EXCERPT TO READ >>
§

From the Chinese press
Updated: 2013-11-19 07:01
Most employees not engaged at work
According to Gallup's 142-country study on the State of the Global Workplace 2011-2012, only 13 percent of employees worldwide are psychologically committed to their jobs. In China, the situation is even worse with less than half the global average making positive contributions to their workplace. There are two reasons for this, says an article in Guangming Daily. Excerpts:
According to a recent Gallup employee survey, only 13 percent of employees worldwide feel engaged at work. However, in China the percentage is even less, with the majority of employees, 68 percent, not engaged with their work, and 26 percent actively disengaged, only 6 percent said they are engaged. Although the results of the survey were unpopular among Chinese, attention should be paid to the reasons for such low engagement, which may help us to improve organizations.
From the perspective of China's industrial structure, China has become the world's factory during the past 30 years. Although transformation of the economic structure is taking place, manufacturing and construction are still the core of China's industrial structure, and employee engagement, particularly in construction, is naturally low.

§

EXERCISE >>
In the article on workplace engagement, what percentage of employees in China said they are engaged? Answer using only the article on workplace engagement.

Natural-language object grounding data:
§

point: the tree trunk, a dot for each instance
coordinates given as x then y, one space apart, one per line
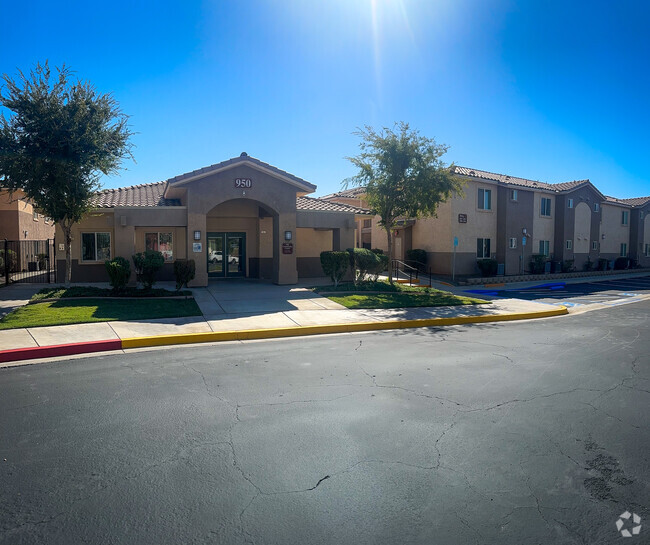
67 237
389 236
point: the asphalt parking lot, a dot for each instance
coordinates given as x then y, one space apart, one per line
607 293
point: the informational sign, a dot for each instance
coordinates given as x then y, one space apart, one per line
243 183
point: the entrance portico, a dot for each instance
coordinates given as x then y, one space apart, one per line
239 218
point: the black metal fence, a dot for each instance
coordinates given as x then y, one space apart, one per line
27 261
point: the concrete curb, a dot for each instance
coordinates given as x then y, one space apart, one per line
253 334
36 352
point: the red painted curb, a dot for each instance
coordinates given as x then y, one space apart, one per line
35 352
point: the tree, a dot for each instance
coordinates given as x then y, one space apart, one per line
61 136
403 176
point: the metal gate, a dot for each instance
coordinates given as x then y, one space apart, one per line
27 261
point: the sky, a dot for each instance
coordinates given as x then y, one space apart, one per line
546 90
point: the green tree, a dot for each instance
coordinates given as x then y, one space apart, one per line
403 176
59 138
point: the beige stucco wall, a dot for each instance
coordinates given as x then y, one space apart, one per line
480 223
97 222
543 226
17 220
434 234
310 242
615 232
582 229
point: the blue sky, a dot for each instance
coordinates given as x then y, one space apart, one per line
547 90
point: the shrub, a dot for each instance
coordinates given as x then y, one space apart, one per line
335 265
488 267
362 261
419 256
622 263
537 263
119 272
147 264
567 265
380 267
184 272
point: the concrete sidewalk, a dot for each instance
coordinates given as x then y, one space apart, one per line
245 306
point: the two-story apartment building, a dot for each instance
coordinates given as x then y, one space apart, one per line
509 219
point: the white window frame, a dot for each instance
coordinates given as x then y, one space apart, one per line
484 247
545 247
168 258
95 233
486 204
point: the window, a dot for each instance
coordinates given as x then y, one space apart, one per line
544 247
483 247
162 242
95 246
485 199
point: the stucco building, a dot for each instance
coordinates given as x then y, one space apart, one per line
509 219
238 218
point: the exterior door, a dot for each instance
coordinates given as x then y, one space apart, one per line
226 255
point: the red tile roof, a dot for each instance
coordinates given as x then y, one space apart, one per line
311 203
135 195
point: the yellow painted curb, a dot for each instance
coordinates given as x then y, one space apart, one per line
250 334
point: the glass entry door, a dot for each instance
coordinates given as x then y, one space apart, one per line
227 254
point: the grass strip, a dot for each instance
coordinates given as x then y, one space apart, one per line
77 311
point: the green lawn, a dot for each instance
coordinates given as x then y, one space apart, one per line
97 310
422 297
61 292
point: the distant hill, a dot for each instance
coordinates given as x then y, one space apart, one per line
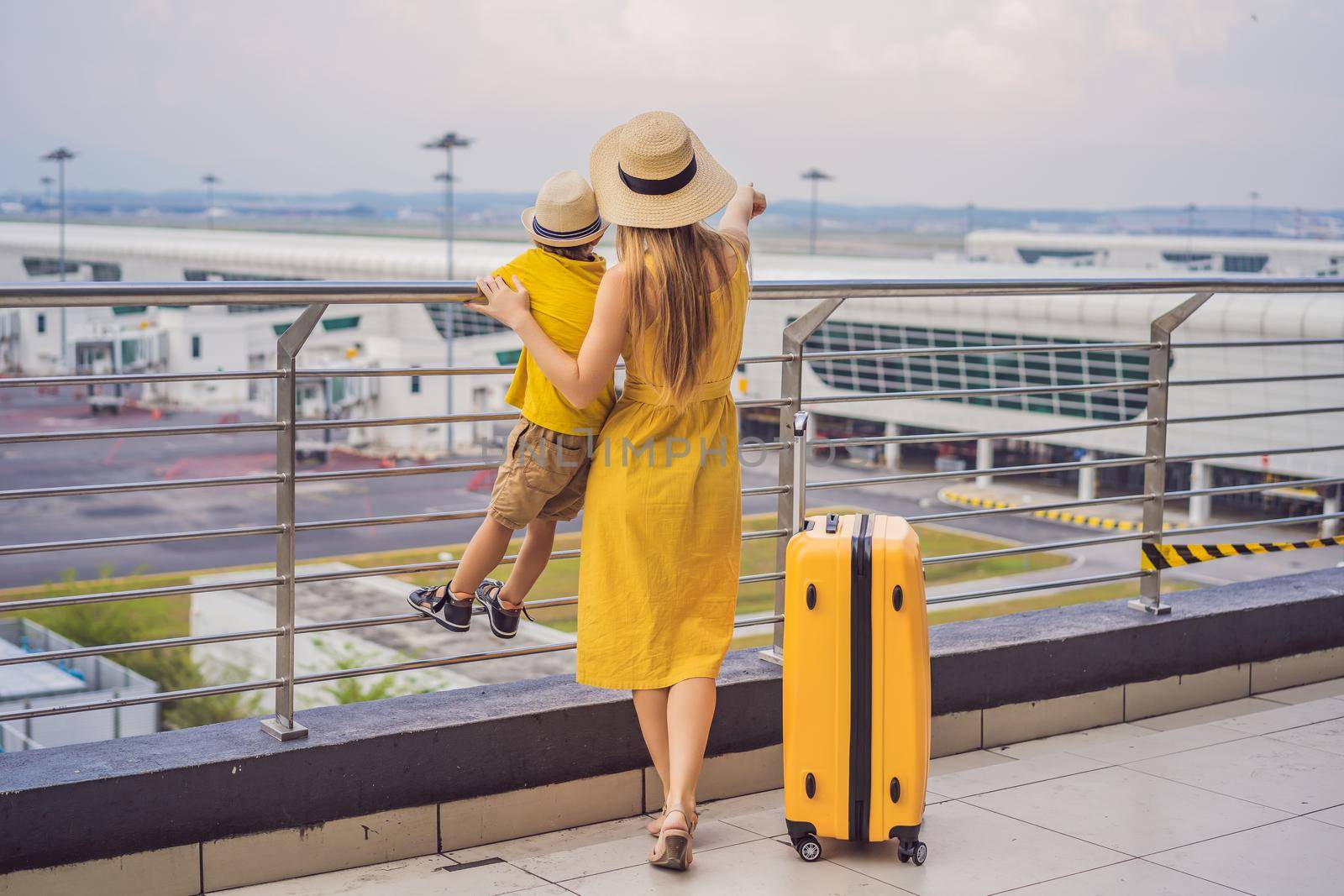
501 208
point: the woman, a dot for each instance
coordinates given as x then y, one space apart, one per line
662 532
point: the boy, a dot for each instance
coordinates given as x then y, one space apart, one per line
546 457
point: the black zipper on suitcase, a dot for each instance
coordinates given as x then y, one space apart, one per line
860 678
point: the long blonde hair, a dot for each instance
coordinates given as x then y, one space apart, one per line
669 275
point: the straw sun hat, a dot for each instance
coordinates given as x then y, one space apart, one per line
655 172
564 212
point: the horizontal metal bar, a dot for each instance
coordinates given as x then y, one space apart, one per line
967 474
123 488
214 691
98 295
983 434
81 379
402 371
454 371
54 656
139 432
1014 390
387 520
1310 449
1242 380
1256 486
40 547
976 349
765 533
757 621
373 473
1028 508
109 597
477 658
1041 586
405 421
333 625
1261 343
1252 524
1034 548
1254 416
430 664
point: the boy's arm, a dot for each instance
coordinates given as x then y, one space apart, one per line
581 379
745 204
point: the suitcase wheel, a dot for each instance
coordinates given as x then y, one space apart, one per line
917 849
808 846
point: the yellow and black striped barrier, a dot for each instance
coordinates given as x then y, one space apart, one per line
1085 520
1164 557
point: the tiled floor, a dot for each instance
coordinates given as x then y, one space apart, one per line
1241 799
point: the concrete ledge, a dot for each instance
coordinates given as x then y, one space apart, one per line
176 789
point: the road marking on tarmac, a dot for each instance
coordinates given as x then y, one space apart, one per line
1088 521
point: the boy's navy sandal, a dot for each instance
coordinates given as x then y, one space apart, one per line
503 622
448 611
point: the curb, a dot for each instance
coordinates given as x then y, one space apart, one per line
1084 520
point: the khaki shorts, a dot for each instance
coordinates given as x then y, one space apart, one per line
543 477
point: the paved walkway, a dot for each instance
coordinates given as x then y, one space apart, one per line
1245 797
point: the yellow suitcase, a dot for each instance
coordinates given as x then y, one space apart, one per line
857 703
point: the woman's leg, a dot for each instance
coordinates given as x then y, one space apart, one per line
652 710
531 562
690 711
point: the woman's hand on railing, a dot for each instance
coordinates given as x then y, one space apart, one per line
510 307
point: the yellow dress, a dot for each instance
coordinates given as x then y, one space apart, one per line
663 527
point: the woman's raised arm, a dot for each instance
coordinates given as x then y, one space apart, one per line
581 379
745 204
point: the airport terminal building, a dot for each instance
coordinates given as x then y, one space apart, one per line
242 338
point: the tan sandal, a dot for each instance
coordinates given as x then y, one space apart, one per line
656 825
674 848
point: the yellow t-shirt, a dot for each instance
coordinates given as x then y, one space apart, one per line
564 293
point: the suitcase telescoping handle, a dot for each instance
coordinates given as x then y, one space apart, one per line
800 470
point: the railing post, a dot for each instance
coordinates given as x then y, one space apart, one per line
1155 446
793 457
282 726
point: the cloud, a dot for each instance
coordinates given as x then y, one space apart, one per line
1026 102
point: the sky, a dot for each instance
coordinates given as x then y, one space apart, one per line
1021 103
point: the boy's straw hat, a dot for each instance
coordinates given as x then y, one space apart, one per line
564 212
655 172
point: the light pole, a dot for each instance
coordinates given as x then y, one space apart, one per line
813 175
210 181
448 143
60 156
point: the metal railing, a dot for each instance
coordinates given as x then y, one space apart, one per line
790 488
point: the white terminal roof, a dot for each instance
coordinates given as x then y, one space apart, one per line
1092 317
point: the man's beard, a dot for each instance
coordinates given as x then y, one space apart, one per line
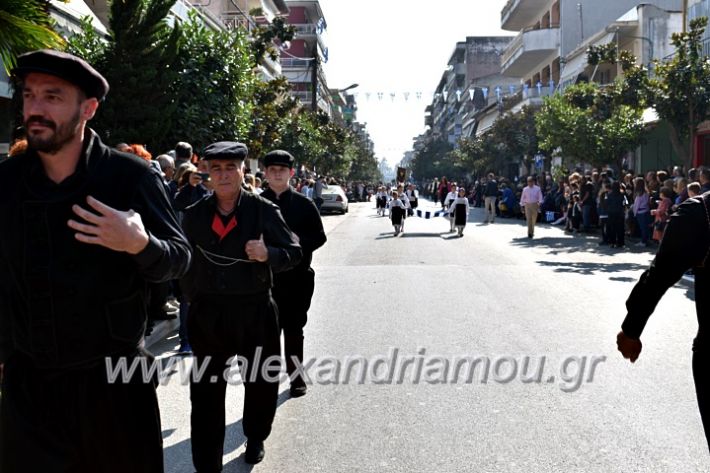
62 135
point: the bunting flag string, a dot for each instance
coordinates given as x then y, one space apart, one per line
428 214
499 93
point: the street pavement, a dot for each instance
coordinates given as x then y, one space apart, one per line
493 294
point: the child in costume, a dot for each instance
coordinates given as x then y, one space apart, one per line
397 212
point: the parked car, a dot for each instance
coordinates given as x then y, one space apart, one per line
334 200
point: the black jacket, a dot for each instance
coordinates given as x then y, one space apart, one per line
685 245
65 303
302 217
221 267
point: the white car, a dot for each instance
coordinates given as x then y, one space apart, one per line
334 199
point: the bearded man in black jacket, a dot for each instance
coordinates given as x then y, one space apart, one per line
85 228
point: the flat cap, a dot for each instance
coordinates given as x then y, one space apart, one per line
279 158
226 150
65 66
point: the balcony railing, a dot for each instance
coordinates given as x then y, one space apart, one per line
310 29
529 48
287 62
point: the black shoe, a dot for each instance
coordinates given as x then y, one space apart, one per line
298 389
255 452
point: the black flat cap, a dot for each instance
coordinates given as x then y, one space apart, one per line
226 150
65 66
279 158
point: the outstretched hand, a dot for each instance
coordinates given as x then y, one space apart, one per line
114 229
630 348
256 250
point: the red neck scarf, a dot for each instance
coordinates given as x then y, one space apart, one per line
220 229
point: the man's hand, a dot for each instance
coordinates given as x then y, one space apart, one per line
630 348
256 250
195 179
113 229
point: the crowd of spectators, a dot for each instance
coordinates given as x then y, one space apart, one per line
592 202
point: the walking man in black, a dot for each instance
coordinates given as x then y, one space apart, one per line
293 289
239 239
685 245
85 228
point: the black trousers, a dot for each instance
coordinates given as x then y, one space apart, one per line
615 229
77 422
221 328
701 362
292 292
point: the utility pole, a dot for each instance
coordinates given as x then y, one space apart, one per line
314 78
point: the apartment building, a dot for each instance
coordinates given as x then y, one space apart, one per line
698 8
238 13
551 32
302 63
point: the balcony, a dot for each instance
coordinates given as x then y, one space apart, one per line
517 14
307 31
293 63
528 50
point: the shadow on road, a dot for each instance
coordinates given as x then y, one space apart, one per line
570 244
592 268
178 457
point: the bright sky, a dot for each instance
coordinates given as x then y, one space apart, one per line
398 46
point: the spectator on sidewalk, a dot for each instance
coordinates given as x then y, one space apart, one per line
85 228
642 210
662 214
530 201
293 289
240 240
588 203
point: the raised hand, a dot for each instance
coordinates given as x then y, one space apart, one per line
114 229
256 250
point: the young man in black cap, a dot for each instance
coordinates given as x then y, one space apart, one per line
685 245
85 228
293 289
239 240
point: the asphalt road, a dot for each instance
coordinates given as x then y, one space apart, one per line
493 296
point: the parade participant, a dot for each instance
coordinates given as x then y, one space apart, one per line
685 245
413 196
85 228
405 200
239 239
293 289
530 201
450 197
382 199
459 209
397 212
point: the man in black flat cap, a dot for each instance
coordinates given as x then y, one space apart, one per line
293 289
85 228
239 239
685 245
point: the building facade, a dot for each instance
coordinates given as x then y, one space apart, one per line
302 63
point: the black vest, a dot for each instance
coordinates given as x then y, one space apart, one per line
71 304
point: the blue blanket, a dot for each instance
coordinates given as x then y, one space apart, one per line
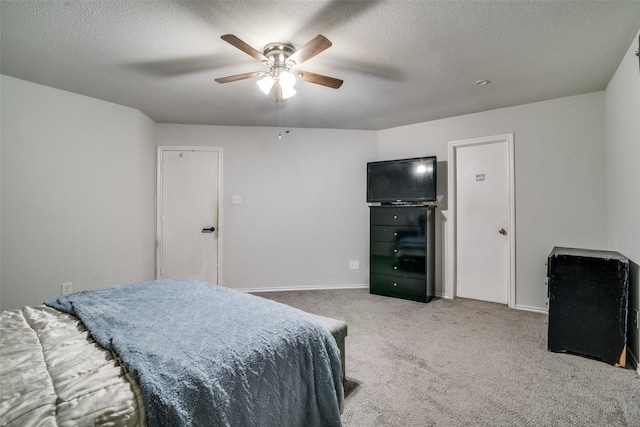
209 355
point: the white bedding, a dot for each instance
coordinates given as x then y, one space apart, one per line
52 349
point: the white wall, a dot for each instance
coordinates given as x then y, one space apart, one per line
303 214
559 172
78 193
623 173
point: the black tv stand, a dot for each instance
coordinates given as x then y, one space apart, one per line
402 251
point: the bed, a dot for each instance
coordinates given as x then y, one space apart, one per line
169 352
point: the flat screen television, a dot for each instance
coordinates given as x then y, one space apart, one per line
402 181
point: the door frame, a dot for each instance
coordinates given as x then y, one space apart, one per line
451 261
160 151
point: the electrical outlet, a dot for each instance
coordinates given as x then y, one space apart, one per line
67 288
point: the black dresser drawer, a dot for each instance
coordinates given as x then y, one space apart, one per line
395 233
400 267
413 289
398 216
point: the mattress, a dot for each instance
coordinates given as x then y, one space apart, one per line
54 374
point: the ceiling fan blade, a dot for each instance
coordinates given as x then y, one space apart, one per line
309 50
239 77
319 79
233 40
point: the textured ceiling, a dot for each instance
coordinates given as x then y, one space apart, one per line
402 62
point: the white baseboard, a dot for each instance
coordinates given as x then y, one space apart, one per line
533 309
303 288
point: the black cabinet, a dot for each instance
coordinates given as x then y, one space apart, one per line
588 303
402 257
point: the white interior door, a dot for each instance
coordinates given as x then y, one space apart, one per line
188 201
483 183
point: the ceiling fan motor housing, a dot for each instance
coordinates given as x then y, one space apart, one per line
278 53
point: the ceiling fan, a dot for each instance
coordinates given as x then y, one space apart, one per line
282 60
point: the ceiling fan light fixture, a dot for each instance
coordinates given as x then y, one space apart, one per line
265 84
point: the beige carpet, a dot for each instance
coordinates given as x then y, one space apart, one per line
464 362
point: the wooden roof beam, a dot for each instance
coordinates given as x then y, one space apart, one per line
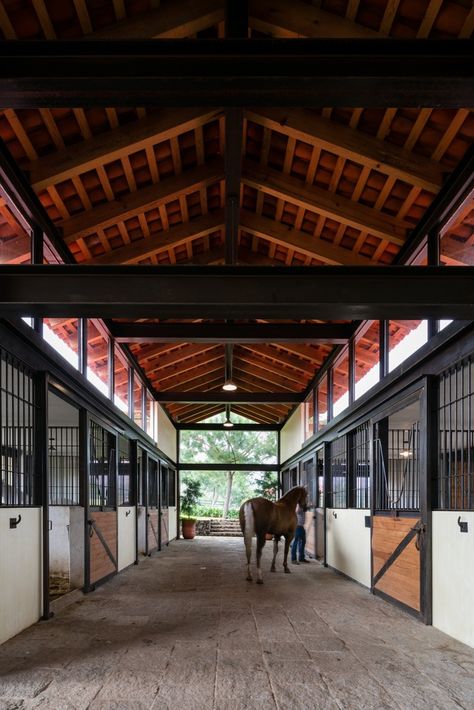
281 18
113 145
135 203
325 203
162 241
349 143
302 242
171 19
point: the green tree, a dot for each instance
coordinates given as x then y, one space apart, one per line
228 447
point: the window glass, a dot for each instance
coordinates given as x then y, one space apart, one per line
97 357
367 358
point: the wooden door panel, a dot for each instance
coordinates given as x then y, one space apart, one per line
102 545
396 559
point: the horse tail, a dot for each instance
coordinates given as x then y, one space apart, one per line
247 524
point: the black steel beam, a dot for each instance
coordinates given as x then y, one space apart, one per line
221 427
237 72
228 397
335 333
323 293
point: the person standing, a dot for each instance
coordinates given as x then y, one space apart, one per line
299 541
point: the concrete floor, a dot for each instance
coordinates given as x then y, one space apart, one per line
185 630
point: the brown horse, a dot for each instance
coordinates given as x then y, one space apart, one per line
259 516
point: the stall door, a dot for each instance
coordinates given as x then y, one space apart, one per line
102 520
153 523
397 530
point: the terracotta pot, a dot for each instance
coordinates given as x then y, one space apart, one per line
188 526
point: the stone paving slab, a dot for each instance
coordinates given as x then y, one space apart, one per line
185 630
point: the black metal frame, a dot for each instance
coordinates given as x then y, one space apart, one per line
236 72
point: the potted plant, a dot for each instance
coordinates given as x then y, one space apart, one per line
189 499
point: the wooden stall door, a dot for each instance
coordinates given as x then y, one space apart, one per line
153 530
102 544
396 558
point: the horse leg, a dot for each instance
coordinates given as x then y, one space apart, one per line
260 546
275 552
288 539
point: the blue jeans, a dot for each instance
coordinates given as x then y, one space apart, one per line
299 541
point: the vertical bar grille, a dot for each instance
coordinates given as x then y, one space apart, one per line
19 484
360 467
63 462
338 473
455 475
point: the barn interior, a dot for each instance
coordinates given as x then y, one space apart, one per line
256 212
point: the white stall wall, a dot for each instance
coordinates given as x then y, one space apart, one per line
59 545
291 437
76 537
453 575
20 571
172 523
348 543
167 439
126 536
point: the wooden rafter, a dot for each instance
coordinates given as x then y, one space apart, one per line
351 144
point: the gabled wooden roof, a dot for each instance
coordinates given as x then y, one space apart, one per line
148 186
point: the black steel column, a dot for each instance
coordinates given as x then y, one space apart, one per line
433 247
41 465
37 257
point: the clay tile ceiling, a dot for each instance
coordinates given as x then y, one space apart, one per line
145 185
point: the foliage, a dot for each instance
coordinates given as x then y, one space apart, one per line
190 496
267 485
226 491
203 512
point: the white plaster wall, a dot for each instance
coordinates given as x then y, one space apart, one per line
59 545
141 530
126 536
76 539
167 439
291 438
348 543
20 571
453 575
172 523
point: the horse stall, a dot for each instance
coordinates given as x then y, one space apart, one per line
308 479
126 511
153 509
397 527
102 553
142 487
20 514
66 514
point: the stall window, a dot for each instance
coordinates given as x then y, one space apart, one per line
102 467
359 467
308 413
322 400
19 481
98 356
340 384
338 473
455 475
367 358
125 474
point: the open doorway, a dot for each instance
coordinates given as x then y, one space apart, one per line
66 510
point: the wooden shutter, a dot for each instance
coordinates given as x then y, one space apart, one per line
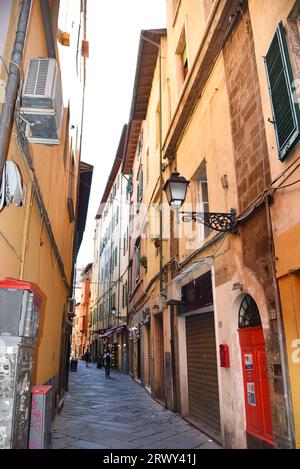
285 107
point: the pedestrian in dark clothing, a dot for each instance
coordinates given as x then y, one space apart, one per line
107 363
87 358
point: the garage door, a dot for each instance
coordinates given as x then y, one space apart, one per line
202 373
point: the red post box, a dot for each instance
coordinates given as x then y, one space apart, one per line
224 356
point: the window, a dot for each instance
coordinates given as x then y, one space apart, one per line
286 114
140 145
70 199
207 4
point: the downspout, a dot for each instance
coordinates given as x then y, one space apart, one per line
160 177
13 82
120 246
281 337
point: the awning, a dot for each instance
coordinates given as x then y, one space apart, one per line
193 272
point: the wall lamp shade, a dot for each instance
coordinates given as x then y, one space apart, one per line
175 189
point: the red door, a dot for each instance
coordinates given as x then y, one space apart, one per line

§

ANSWER FOR THE TASK >>
6 percent